Excerpts from a dataset
----
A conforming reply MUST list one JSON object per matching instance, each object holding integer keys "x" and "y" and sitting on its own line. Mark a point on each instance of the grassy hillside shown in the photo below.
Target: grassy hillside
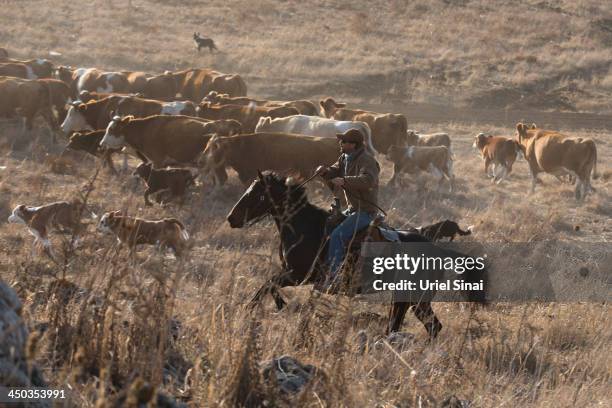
{"x": 538, "y": 54}
{"x": 102, "y": 324}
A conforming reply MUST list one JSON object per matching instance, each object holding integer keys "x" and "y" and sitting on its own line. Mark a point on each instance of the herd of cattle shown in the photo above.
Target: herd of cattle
{"x": 202, "y": 118}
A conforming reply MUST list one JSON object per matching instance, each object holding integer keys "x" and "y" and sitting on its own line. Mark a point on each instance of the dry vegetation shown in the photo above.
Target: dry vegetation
{"x": 534, "y": 53}
{"x": 104, "y": 326}
{"x": 112, "y": 324}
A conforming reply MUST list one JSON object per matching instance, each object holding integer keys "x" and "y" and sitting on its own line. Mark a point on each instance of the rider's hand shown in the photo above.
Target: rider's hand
{"x": 338, "y": 181}
{"x": 322, "y": 170}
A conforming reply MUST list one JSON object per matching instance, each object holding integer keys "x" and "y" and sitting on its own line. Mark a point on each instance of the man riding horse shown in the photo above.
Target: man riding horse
{"x": 356, "y": 172}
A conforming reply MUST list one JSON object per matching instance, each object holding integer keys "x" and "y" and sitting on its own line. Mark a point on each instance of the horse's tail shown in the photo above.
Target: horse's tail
{"x": 181, "y": 228}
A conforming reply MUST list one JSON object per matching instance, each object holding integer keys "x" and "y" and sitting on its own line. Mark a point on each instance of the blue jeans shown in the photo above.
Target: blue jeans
{"x": 342, "y": 235}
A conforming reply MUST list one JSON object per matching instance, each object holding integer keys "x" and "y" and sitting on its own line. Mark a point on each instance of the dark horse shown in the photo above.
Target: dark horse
{"x": 302, "y": 231}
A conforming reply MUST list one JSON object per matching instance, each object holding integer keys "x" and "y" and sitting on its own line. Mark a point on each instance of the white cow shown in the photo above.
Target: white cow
{"x": 314, "y": 126}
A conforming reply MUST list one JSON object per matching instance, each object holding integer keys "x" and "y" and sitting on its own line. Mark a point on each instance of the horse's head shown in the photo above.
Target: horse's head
{"x": 269, "y": 194}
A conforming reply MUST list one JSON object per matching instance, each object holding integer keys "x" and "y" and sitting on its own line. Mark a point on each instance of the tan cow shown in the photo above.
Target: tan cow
{"x": 412, "y": 159}
{"x": 557, "y": 154}
{"x": 141, "y": 108}
{"x": 132, "y": 231}
{"x": 499, "y": 151}
{"x": 26, "y": 98}
{"x": 388, "y": 129}
{"x": 248, "y": 153}
{"x": 248, "y": 116}
{"x": 95, "y": 80}
{"x": 60, "y": 98}
{"x": 303, "y": 106}
{"x": 428, "y": 139}
{"x": 61, "y": 215}
{"x": 163, "y": 140}
{"x": 37, "y": 68}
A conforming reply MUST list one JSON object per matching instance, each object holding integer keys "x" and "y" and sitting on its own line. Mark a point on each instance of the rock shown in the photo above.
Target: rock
{"x": 288, "y": 374}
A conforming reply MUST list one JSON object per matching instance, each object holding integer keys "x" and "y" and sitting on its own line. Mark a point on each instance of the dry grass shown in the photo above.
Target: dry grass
{"x": 536, "y": 54}
{"x": 113, "y": 326}
{"x": 115, "y": 330}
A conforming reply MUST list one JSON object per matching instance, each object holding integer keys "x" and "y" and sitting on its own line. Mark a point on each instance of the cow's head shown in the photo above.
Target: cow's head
{"x": 143, "y": 170}
{"x": 397, "y": 154}
{"x": 412, "y": 138}
{"x": 18, "y": 215}
{"x": 64, "y": 73}
{"x": 203, "y": 107}
{"x": 271, "y": 194}
{"x": 212, "y": 97}
{"x": 114, "y": 138}
{"x": 522, "y": 131}
{"x": 80, "y": 141}
{"x": 480, "y": 141}
{"x": 212, "y": 159}
{"x": 330, "y": 106}
{"x": 263, "y": 122}
{"x": 75, "y": 118}
{"x": 110, "y": 221}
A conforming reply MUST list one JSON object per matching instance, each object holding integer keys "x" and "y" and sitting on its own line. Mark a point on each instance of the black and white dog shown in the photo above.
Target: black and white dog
{"x": 202, "y": 42}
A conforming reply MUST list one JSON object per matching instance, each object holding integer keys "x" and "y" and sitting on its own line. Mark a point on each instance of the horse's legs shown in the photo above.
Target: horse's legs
{"x": 396, "y": 315}
{"x": 426, "y": 315}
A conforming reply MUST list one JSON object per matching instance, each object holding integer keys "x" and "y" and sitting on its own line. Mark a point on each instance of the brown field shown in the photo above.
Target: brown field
{"x": 100, "y": 324}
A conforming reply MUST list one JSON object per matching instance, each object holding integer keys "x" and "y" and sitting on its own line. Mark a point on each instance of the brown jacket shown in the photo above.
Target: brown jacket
{"x": 360, "y": 180}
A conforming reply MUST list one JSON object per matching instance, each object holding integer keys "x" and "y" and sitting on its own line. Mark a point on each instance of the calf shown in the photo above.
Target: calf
{"x": 557, "y": 154}
{"x": 202, "y": 42}
{"x": 499, "y": 150}
{"x": 131, "y": 231}
{"x": 413, "y": 159}
{"x": 172, "y": 179}
{"x": 431, "y": 139}
{"x": 61, "y": 215}
{"x": 89, "y": 142}
{"x": 443, "y": 229}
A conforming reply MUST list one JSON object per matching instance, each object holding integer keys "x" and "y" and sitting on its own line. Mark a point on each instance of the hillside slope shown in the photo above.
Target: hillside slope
{"x": 494, "y": 54}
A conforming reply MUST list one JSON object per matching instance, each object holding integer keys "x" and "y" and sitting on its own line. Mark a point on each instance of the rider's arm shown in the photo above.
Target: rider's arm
{"x": 365, "y": 180}
{"x": 333, "y": 171}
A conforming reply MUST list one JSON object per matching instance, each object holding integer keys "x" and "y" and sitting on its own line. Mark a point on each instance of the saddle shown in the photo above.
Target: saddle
{"x": 377, "y": 231}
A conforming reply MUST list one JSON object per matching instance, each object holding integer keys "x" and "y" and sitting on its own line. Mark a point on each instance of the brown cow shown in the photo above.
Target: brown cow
{"x": 40, "y": 220}
{"x": 60, "y": 97}
{"x": 38, "y": 68}
{"x": 92, "y": 79}
{"x": 131, "y": 231}
{"x": 412, "y": 159}
{"x": 174, "y": 180}
{"x": 303, "y": 106}
{"x": 554, "y": 153}
{"x": 17, "y": 70}
{"x": 86, "y": 96}
{"x": 499, "y": 151}
{"x": 248, "y": 116}
{"x": 140, "y": 107}
{"x": 430, "y": 139}
{"x": 89, "y": 142}
{"x": 195, "y": 84}
{"x": 163, "y": 140}
{"x": 91, "y": 115}
{"x": 275, "y": 151}
{"x": 26, "y": 98}
{"x": 388, "y": 129}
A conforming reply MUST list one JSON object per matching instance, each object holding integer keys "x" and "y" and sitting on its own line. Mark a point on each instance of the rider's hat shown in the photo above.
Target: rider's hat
{"x": 351, "y": 136}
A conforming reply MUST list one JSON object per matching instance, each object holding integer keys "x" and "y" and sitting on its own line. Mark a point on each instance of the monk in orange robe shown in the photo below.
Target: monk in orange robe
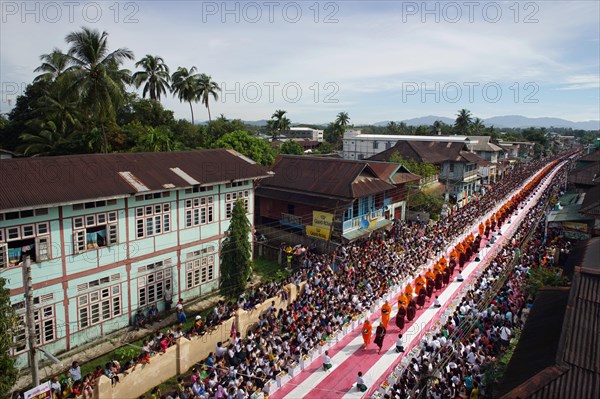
{"x": 366, "y": 331}
{"x": 408, "y": 291}
{"x": 386, "y": 311}
{"x": 420, "y": 282}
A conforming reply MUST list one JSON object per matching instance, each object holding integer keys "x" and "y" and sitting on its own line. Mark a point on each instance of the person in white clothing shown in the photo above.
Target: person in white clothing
{"x": 327, "y": 361}
{"x": 399, "y": 344}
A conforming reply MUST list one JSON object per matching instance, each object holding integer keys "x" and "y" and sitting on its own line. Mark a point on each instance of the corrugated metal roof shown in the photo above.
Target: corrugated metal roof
{"x": 578, "y": 356}
{"x": 429, "y": 151}
{"x": 31, "y": 182}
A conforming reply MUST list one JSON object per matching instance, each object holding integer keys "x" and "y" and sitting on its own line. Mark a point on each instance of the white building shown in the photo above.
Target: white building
{"x": 362, "y": 146}
{"x": 300, "y": 132}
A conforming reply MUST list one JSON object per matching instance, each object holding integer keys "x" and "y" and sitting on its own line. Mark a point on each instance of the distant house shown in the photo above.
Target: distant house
{"x": 517, "y": 150}
{"x": 328, "y": 198}
{"x": 458, "y": 168}
{"x": 357, "y": 146}
{"x": 557, "y": 353}
{"x": 305, "y": 133}
{"x": 492, "y": 153}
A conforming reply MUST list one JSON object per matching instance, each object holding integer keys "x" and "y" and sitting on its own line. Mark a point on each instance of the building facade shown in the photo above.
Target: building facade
{"x": 327, "y": 198}
{"x": 108, "y": 235}
{"x": 306, "y": 133}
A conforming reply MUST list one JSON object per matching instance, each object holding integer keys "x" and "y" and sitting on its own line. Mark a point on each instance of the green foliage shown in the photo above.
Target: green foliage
{"x": 236, "y": 263}
{"x": 334, "y": 134}
{"x": 422, "y": 169}
{"x": 125, "y": 353}
{"x": 292, "y": 148}
{"x": 148, "y": 112}
{"x": 8, "y": 326}
{"x": 253, "y": 147}
{"x": 221, "y": 126}
{"x": 544, "y": 277}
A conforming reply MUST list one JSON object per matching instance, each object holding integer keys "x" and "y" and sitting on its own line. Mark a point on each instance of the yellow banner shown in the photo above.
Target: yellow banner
{"x": 322, "y": 219}
{"x": 317, "y": 232}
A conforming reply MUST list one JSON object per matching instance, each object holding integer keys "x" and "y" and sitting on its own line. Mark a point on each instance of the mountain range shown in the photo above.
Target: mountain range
{"x": 507, "y": 121}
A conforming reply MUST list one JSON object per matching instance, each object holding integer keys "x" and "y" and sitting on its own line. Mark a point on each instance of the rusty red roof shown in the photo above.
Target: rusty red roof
{"x": 31, "y": 182}
{"x": 326, "y": 176}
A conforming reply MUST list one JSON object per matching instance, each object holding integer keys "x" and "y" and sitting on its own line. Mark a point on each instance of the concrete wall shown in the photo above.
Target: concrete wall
{"x": 182, "y": 356}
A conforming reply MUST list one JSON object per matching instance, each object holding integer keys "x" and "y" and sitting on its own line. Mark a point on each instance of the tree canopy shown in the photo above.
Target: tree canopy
{"x": 236, "y": 253}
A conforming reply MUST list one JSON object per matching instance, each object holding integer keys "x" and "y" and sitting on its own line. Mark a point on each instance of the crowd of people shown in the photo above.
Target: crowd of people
{"x": 451, "y": 362}
{"x": 339, "y": 287}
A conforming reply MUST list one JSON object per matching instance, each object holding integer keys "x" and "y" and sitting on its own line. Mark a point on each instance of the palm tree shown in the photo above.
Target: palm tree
{"x": 463, "y": 121}
{"x": 53, "y": 66}
{"x": 155, "y": 75}
{"x": 207, "y": 88}
{"x": 436, "y": 127}
{"x": 342, "y": 119}
{"x": 95, "y": 75}
{"x": 477, "y": 126}
{"x": 279, "y": 123}
{"x": 185, "y": 86}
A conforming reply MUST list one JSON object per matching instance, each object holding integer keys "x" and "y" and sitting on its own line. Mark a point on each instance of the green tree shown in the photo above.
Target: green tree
{"x": 48, "y": 141}
{"x": 95, "y": 76}
{"x": 342, "y": 119}
{"x": 154, "y": 76}
{"x": 53, "y": 66}
{"x": 236, "y": 252}
{"x": 544, "y": 277}
{"x": 156, "y": 139}
{"x": 148, "y": 112}
{"x": 279, "y": 123}
{"x": 253, "y": 147}
{"x": 292, "y": 148}
{"x": 463, "y": 122}
{"x": 185, "y": 86}
{"x": 207, "y": 88}
{"x": 477, "y": 127}
{"x": 221, "y": 126}
{"x": 8, "y": 326}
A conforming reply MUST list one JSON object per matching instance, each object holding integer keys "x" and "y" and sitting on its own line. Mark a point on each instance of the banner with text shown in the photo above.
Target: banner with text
{"x": 322, "y": 219}
{"x": 318, "y": 232}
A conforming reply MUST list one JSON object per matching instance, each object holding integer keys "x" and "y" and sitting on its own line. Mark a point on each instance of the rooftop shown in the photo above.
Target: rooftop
{"x": 337, "y": 178}
{"x": 42, "y": 181}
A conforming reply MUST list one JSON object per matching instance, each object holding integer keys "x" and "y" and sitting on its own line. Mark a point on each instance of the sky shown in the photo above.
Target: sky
{"x": 378, "y": 61}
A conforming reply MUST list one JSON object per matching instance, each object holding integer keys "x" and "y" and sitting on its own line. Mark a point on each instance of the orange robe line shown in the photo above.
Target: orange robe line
{"x": 366, "y": 331}
{"x": 386, "y": 311}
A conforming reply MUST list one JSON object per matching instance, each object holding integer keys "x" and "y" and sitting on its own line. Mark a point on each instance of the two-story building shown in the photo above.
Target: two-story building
{"x": 458, "y": 168}
{"x": 327, "y": 198}
{"x": 493, "y": 169}
{"x": 108, "y": 234}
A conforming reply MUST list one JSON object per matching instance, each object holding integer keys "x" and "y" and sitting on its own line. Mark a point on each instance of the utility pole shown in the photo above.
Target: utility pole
{"x": 30, "y": 322}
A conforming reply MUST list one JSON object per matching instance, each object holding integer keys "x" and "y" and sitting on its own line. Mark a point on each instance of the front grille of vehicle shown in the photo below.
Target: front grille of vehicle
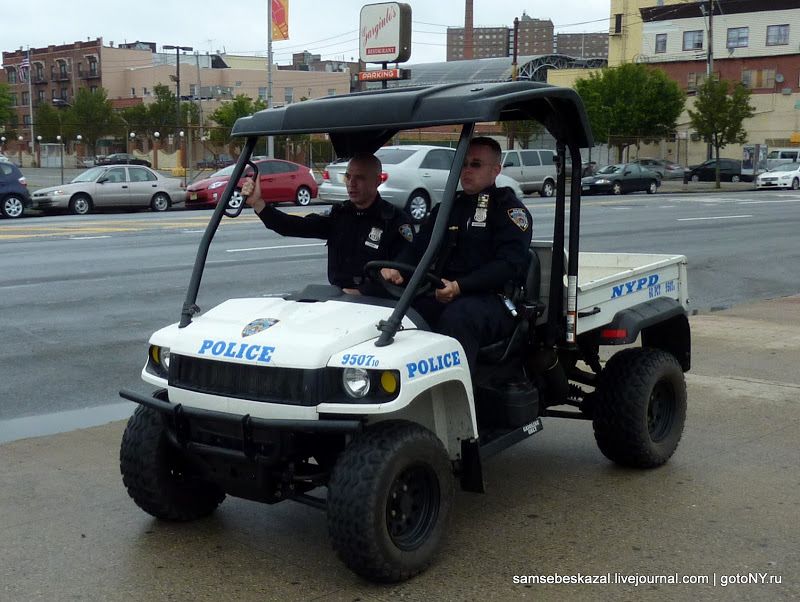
{"x": 257, "y": 383}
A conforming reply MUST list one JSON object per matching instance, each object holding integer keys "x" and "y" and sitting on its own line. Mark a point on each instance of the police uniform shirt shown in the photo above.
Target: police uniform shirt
{"x": 486, "y": 244}
{"x": 354, "y": 237}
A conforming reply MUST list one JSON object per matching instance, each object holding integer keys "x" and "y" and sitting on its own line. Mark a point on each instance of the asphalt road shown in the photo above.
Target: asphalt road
{"x": 80, "y": 296}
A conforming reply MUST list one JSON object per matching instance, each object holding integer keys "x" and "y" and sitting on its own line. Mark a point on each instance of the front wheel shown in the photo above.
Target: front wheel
{"x": 303, "y": 196}
{"x": 418, "y": 206}
{"x": 80, "y": 204}
{"x": 389, "y": 500}
{"x": 548, "y": 189}
{"x": 12, "y": 206}
{"x": 157, "y": 476}
{"x": 160, "y": 202}
{"x": 640, "y": 410}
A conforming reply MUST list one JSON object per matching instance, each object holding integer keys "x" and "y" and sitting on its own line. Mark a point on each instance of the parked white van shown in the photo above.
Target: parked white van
{"x": 534, "y": 169}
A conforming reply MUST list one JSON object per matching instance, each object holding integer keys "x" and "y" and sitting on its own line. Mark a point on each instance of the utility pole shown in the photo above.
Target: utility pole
{"x": 177, "y": 50}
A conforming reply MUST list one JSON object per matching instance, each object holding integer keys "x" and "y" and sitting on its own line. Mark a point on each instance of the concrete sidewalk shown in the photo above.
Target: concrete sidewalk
{"x": 725, "y": 507}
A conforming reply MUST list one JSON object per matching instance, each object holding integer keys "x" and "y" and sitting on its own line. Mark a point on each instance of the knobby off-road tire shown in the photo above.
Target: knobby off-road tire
{"x": 389, "y": 500}
{"x": 640, "y": 409}
{"x": 155, "y": 474}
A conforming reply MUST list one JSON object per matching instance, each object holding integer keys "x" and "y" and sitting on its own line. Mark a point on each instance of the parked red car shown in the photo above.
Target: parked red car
{"x": 281, "y": 181}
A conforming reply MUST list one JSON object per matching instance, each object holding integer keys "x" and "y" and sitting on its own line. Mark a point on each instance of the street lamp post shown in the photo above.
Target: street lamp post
{"x": 177, "y": 50}
{"x": 61, "y": 156}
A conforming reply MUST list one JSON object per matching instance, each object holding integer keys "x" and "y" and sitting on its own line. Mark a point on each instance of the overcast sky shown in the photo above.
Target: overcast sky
{"x": 326, "y": 27}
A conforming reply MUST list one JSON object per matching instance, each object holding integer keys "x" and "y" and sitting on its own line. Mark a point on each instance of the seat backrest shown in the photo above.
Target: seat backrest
{"x": 544, "y": 252}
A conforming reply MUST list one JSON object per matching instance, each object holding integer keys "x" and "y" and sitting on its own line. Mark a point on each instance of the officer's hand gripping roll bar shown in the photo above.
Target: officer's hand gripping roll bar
{"x": 235, "y": 210}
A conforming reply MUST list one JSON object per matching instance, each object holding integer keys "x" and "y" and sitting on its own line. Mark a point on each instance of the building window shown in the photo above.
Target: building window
{"x": 738, "y": 37}
{"x": 693, "y": 40}
{"x": 777, "y": 35}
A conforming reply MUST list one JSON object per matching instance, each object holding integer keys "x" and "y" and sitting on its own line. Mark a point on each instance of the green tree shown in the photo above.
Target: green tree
{"x": 7, "y": 112}
{"x": 91, "y": 116}
{"x": 227, "y": 114}
{"x": 720, "y": 109}
{"x": 628, "y": 103}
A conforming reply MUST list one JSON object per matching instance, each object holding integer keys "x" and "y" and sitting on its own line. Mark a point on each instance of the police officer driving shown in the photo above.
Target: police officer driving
{"x": 486, "y": 247}
{"x": 364, "y": 228}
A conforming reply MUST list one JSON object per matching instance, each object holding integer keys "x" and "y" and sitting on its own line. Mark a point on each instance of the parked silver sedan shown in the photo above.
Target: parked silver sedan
{"x": 414, "y": 177}
{"x": 113, "y": 186}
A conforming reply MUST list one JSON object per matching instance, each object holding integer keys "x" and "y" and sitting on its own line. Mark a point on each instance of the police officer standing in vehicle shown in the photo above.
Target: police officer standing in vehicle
{"x": 362, "y": 229}
{"x": 486, "y": 247}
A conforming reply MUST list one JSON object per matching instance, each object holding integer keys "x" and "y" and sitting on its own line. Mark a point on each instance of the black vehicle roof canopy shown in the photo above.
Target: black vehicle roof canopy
{"x": 363, "y": 122}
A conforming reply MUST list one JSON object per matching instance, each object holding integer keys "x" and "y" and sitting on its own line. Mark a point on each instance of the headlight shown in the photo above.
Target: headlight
{"x": 158, "y": 361}
{"x": 356, "y": 382}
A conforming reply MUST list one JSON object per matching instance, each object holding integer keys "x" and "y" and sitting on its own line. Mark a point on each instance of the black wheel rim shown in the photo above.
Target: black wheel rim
{"x": 661, "y": 411}
{"x": 412, "y": 507}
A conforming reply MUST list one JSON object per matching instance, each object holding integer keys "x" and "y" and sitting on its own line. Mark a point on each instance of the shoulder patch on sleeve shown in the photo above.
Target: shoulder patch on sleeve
----
WORK ORDER> State the number of lines in the records that contain the string "shoulder", and nothing more.

RESPONSE BELOW> 2